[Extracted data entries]
□ □ □ □ □ □ □

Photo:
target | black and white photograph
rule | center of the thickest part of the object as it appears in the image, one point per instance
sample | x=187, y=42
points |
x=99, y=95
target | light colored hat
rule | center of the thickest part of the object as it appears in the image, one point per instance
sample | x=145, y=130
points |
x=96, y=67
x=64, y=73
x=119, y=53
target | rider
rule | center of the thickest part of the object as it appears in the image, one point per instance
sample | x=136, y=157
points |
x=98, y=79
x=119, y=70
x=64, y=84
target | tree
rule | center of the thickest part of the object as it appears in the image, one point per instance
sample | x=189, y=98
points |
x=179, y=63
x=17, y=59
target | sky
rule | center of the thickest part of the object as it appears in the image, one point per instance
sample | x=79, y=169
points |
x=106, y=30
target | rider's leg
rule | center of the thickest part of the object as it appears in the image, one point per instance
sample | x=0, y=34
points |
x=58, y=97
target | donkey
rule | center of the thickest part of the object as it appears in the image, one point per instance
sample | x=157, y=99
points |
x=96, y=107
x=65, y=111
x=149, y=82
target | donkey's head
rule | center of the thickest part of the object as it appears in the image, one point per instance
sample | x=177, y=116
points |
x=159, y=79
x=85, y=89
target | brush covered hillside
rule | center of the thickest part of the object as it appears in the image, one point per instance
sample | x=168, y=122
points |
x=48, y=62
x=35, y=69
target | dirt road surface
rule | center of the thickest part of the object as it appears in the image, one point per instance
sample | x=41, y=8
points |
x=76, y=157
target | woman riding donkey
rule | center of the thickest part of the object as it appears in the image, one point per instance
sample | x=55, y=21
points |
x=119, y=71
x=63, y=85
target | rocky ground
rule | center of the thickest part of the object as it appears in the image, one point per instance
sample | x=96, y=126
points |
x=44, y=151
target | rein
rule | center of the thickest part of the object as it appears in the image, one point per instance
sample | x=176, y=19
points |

□ □ □ □ □ □ □

[Problem to solve]
Give the entries once more, exactly as they appear.

[Completed task]
Photo:
target | black and white photograph
rule | center of the thickest part of the object as it appears in the image, one point per instance
sample | x=187, y=42
points |
x=99, y=95
target | light colored hat
rule | center of the thickest part of the object as it appears in the image, one point per instance
sample | x=145, y=130
points |
x=96, y=67
x=64, y=73
x=119, y=53
target | rider
rule | center of the thickest part of the object as it appears in the image, one point per instance
sample | x=136, y=157
points |
x=98, y=79
x=119, y=70
x=64, y=84
target | tree
rule | center of the thickest part of the object as it appears in the image, one point per instance
sample | x=189, y=98
points |
x=179, y=63
x=17, y=59
target | sky
rule | center of the thickest part of the object as it appears in the image, one point per instance
sample | x=79, y=169
points |
x=106, y=30
target | rider's leg
rule | center of the thickest part of the object as it appears in the image, one point per instance
sample | x=0, y=34
points |
x=58, y=97
target | donkey
rule | center of the thickest part of the object as it appears in the image, one point per instance
sample | x=157, y=99
points |
x=96, y=107
x=65, y=111
x=149, y=82
target | donkey's head
rule | center of the thickest part of the object as it appears in the image, one point per instance
sample | x=177, y=116
points |
x=159, y=79
x=85, y=89
target | brush covered hillside
rule | center of the thickest part of the object as it appears in the image, one point per instance
sample | x=168, y=122
points |
x=48, y=62
x=35, y=69
target | dirt road surface
rule | center of the thickest part of the object as it appears in the image, one point per instance
sample | x=41, y=8
points |
x=76, y=157
target | woman riding donkey
rule | center of the thickest part of the object as it appears in the image, one point per instance
sample | x=55, y=21
points |
x=119, y=71
x=63, y=85
target | rocky ground
rule | center of the thickest part of the object as it appears in the image, one point per instance
sample | x=96, y=126
points |
x=44, y=151
target | rein
rule | center of the thickest part of the object as it appears in the image, one point per instance
sample | x=176, y=19
points |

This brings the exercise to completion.